- _Exercise directions_
Transcribe every entry exactly, leaving out any pictures.

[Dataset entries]
━━━━━━━━━━━━━━━━━━━━━━━━━━━━━━

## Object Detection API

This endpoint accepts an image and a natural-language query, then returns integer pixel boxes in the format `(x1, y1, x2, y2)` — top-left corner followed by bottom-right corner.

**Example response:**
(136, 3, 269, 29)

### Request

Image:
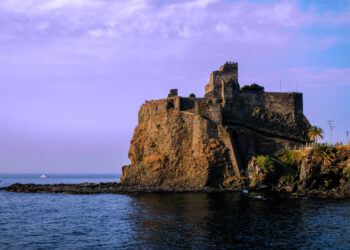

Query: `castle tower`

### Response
(205, 62, 240, 100)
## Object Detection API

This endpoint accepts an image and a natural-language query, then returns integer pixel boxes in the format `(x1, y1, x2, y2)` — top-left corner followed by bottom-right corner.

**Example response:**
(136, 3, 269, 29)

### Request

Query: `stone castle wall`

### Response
(205, 62, 238, 98)
(225, 91, 303, 117)
(264, 92, 303, 117)
(138, 97, 222, 126)
(203, 62, 302, 117)
(138, 99, 170, 124)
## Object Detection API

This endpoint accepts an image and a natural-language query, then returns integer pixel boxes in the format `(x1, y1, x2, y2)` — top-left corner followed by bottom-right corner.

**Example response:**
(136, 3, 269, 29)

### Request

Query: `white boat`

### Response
(40, 174, 49, 178)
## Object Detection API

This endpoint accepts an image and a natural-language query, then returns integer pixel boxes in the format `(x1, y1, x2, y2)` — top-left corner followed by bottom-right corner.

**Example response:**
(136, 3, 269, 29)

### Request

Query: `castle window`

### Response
(156, 107, 158, 112)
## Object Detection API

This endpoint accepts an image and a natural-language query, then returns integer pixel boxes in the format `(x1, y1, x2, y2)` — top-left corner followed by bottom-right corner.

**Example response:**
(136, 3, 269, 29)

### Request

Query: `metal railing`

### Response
(284, 142, 347, 151)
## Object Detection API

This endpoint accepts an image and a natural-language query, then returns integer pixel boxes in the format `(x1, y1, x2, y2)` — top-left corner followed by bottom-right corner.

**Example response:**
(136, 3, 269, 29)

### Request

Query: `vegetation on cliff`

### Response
(244, 145, 350, 197)
(275, 145, 350, 197)
(240, 83, 264, 92)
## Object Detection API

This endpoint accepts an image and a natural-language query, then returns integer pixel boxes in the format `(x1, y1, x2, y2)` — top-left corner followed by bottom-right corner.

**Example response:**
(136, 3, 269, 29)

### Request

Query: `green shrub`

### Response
(315, 145, 335, 164)
(250, 83, 264, 91)
(189, 93, 196, 98)
(275, 150, 301, 170)
(240, 85, 250, 91)
(256, 155, 275, 173)
(240, 83, 264, 92)
(316, 145, 332, 152)
(346, 168, 350, 175)
(281, 173, 294, 183)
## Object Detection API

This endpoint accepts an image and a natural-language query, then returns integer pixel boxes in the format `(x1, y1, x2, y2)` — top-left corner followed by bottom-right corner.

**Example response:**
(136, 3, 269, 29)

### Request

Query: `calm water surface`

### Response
(0, 174, 349, 249)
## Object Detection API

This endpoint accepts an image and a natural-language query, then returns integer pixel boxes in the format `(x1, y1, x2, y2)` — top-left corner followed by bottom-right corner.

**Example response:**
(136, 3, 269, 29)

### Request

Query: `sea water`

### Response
(0, 174, 349, 249)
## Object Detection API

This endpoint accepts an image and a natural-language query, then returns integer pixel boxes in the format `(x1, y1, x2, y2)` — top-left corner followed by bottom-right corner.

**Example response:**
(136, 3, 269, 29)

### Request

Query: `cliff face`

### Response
(120, 102, 240, 189)
(296, 146, 350, 196)
(271, 146, 350, 197)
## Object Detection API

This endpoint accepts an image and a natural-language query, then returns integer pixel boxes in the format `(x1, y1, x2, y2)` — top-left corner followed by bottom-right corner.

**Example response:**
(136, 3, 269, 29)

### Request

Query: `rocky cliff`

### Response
(120, 103, 241, 189)
(277, 145, 350, 197)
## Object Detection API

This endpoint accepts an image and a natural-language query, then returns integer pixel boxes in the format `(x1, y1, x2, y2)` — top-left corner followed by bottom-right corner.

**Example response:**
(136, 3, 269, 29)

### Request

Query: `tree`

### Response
(240, 83, 264, 91)
(308, 126, 324, 144)
(240, 85, 250, 91)
(189, 93, 196, 98)
(250, 83, 264, 91)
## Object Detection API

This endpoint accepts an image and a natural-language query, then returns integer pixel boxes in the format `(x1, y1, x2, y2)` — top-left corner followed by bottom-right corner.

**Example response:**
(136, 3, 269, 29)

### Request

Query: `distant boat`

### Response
(40, 174, 49, 178)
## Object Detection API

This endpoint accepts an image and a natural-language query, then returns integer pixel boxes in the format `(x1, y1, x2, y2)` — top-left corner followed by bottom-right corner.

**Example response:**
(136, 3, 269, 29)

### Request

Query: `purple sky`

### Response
(1, 0, 349, 173)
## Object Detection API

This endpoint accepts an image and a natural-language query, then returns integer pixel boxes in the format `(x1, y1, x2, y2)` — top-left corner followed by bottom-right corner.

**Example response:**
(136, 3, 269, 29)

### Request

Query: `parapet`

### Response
(168, 89, 178, 98)
(264, 92, 303, 117)
(219, 62, 238, 72)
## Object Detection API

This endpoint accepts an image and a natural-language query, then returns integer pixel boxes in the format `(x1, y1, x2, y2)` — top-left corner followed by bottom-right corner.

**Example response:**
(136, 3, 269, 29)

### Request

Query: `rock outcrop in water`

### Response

━━━━━━━━━━━━━━━━━━━━━━━━━━━━━━

- _Answer for this exercise_
## Object Detection API

This endpoint accepts an image and a natural-language query, then returns integer pixel boxes in the format `(x1, y1, x2, y2)` — top-left corner followed by bottom-right corner.

**Example response:**
(136, 3, 269, 29)

### Request

Image:

Query: `castle tower`

### Response
(205, 62, 240, 100)
## Object Detection API

This endpoint accepts an image and a natural-language query, then returns integer pixel boxes in the format `(x1, y1, x2, y2)` — top-left corner followed by bottom-right corner.

**Example response:**
(136, 3, 269, 29)

### Request

Query: `stone castle wall`

### Response
(205, 62, 238, 98)
(225, 91, 303, 117)
(264, 92, 303, 117)
(138, 97, 222, 126)
(203, 62, 302, 117)
(138, 99, 170, 124)
## Object Detection API

This endpoint accepts an image and a natural-language query, then returns integer pixel boxes in the format `(x1, y1, x2, y2)` — top-left corner followed by bottom-right corner.

**Example response:**
(136, 3, 269, 29)

### Request

Query: `white boat`

### Response
(40, 174, 49, 178)
## Object Detection API

This endpoint accepts an image and a natural-language query, then returns integer pixel boxes in the format `(x1, y1, x2, y2)` — top-left corner followed by bottom-right corner.

**Example response:**
(136, 3, 269, 29)

### Request

Query: `castle window`

### Response
(156, 107, 158, 112)
## Object Detection API

This endpoint accepts an image and a natural-language query, then returns integer pixel boxes in the format `(x1, y1, x2, y2)` — top-left corner followed by bottom-right corner.

**Example response:**
(136, 3, 269, 29)

### Request

Query: `metal railing`

### Response
(284, 142, 347, 151)
## Object Detection API

This endpoint accepts an image and a natural-language query, then returns integer pixel boxes in the format `(x1, y1, x2, y2)` — top-left corner followed by bottom-right corner.

**Example response:**
(136, 3, 269, 29)

### Request

Query: `vegetation on cliff`

### Response
(244, 145, 350, 197)
(275, 145, 350, 197)
(240, 83, 264, 92)
## Object Detection API

This endpoint accepts an image and a natural-language query, then returns integer pixel boxes in the format `(x1, y1, x2, y2)` — top-left corner followed by bottom-right corner.

**Example response:**
(136, 3, 269, 29)

### Request

Query: `green shrub`

### Response
(315, 145, 335, 164)
(250, 83, 264, 91)
(189, 93, 196, 98)
(275, 150, 301, 170)
(240, 85, 250, 91)
(256, 155, 275, 173)
(240, 83, 264, 92)
(316, 145, 332, 152)
(346, 168, 350, 175)
(281, 173, 294, 183)
## Object Detection API

This endpoint accepts an image and a natural-language query, then returns integer pixel boxes in the format `(x1, y1, x2, y2)` — top-left corner followed by bottom-right corner.

**Example response:**
(136, 3, 269, 29)

### Request

Query: `calm water surface`

### Response
(0, 174, 349, 249)
## Object Detection API

This endpoint accepts an image and a natural-language query, then returns integer pixel boxes in the format `(x1, y1, x2, y2)` — top-left corner followed by bottom-right corner.

**Example response:**
(136, 3, 269, 29)

### Request

Query: `sea water`

### Response
(0, 174, 349, 249)
## Object Detection API

This endpoint accepts an image and a natural-language query, then returns integer pixel boxes in the format `(x1, y1, x2, y2)` — top-left corner followed by bottom-right corner.

**Example response:**
(136, 3, 269, 29)

### Request

Query: `cliff face`

### Response
(120, 102, 240, 189)
(296, 146, 350, 196)
(271, 146, 350, 197)
## Object Detection API

This endpoint accepts an image and a natural-language query, then returns integer pixel boxes in the format `(x1, y1, x2, y2)` — top-left corner followed by bottom-right corner.

**Example response:**
(136, 3, 269, 29)

### Request

Query: `rocky cliff`

### Response
(120, 103, 241, 189)
(277, 145, 350, 197)
## Object Detection API

This endpoint accepts an image and a natural-language query, then returns integer pixel boxes in the format `(x1, y1, x2, y2)` — top-left corner followed by bottom-right corner.

**Example response:**
(136, 3, 269, 29)

### Request

Query: `tree`

### Response
(240, 83, 264, 91)
(308, 126, 324, 144)
(240, 85, 250, 91)
(189, 93, 196, 98)
(250, 83, 264, 91)
## Object Detection API

This endpoint accepts an image and a natural-language query, then returns integer pixel boxes in the format `(x1, y1, x2, y2)` — top-left corner followed by bottom-right corner.

**Example response:**
(136, 3, 269, 29)

### Request

Query: `distant boat`

### Response
(40, 174, 49, 178)
## Object Detection API

This endpoint accepts an image and a natural-language query, then returns integer pixel boxes in the format `(x1, y1, x2, y2)` — top-left corner followed by bottom-right corner.

**Example response:**
(136, 3, 269, 29)

### Request

Query: `purple sky`

### Response
(1, 0, 349, 173)
## Object Detection API

This endpoint accepts an image and a natural-language query, then returns integer pixel boxes in the format `(x1, y1, x2, y2)` — top-left corner followed by bottom-right corner.

**Example response:**
(136, 3, 269, 29)

### Request

Query: `parapet`

### Response
(168, 89, 178, 98)
(264, 92, 303, 117)
(219, 62, 238, 72)
## Object Detection API

This endpoint accepts an image and a natural-language query, then returns integer pixel boxes in the format `(x1, y1, x2, y2)` — top-left corner followed by bottom-right corner.

**Example response:**
(136, 3, 269, 29)

### Request

Query: `rock outcrop in water`

### Response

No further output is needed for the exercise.